[Begin Article]
Fish hatchery work at top speed

TROUT are primarily a hatchery raised critter in Iowa. The Hawkeye state does have a few brown trout naturally reproducing but the majority of rainbow, brook or brown trout are raised in carefully controlled hatchery systems. It is a specialty service that takes a big effort and special facilities and knowhow in order to bring the fish from egg stage, through fertilization, hatching and rearing. It works. And this is where some of Iowa fishing license fees are used to support the field work of hatcheries in Iowa.

The future of trout fishing sits at the present time in trays and raceways filled with cold clear water at the Manchester fish hatchery. The final spawning of rainbow trout has taken place for those fish destined for 2015 stocking. They will be carefully fed during 2014. The year class for 2014 stocking however was at this stage last year. It takes time to allow sufficient growth to occur.
[End Article]
[Begin Entries provided]
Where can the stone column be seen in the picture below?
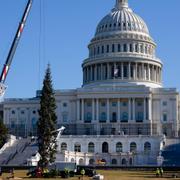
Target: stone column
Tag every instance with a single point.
(108, 71)
(119, 111)
(108, 114)
(143, 72)
(136, 71)
(95, 72)
(149, 73)
(144, 109)
(129, 70)
(122, 71)
(93, 110)
(129, 109)
(82, 109)
(101, 71)
(78, 109)
(91, 73)
(97, 109)
(150, 114)
(134, 109)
[End Entries provided]
* Exercise 1:
Print the part of the trout hatchery article between "TROUT are primarily" and "hatcheries in Iowa.", inclusive.
* Exercise 2:
In the trout hatchery article, which hatchery holds the trays and raceways where the fish for future stocking are kept?
* Exercise 3:
Continue the trout hatchery article from its last sentence.

* Response 1:
TROUT are primarily a hatchery raised critter in Iowa. The Hawkeye state does have a few brown trout naturally reproducing but the majority of rainbow, brook or brown trout are raised in carefully controlled hatchery systems. It is a specialty service that takes a big effort and special facilities and knowhow in order to bring the fish from egg stage, through fertilization, hatching and rearing. It works. And this is where some of Iowa fishing license fees are used to support the field work of hatcheries in Iowa.

* Response 2:
The Manchester fish hatchery.

* Response 3:
Tiny brook trout and brown trout move within clusters similar to a dark cloud within the raceway water. Every 20 minutes, a timer dispenses a special commercial trout food. The fish have learned that supper is served. Rainbows are now in the sac fry stage, newly hatched but still obviously heavy with the yolk sac that gave rise to their life. A constant flow of cold clear water passes over them from springs within the nearby bedrock. The Manchester hatchery has been operating since the late 1800s due entirely to its volume and quality of fresh water. Prior to Iowa DNR using the facility, it was a federal fish hatchery.

Rainbow trout see an annual total of 300,000 to 350,000 fish raised. Brook trout come in at 50,000 to 75,000. Brown trout raised number between 125,000 and 175,000 and at the two inch stage are ready for May delivery to streams where natural reproduction does not happen. Brown trout stockings supplement about one-half of the spring fed trout stream watersheds of northeast Iowa.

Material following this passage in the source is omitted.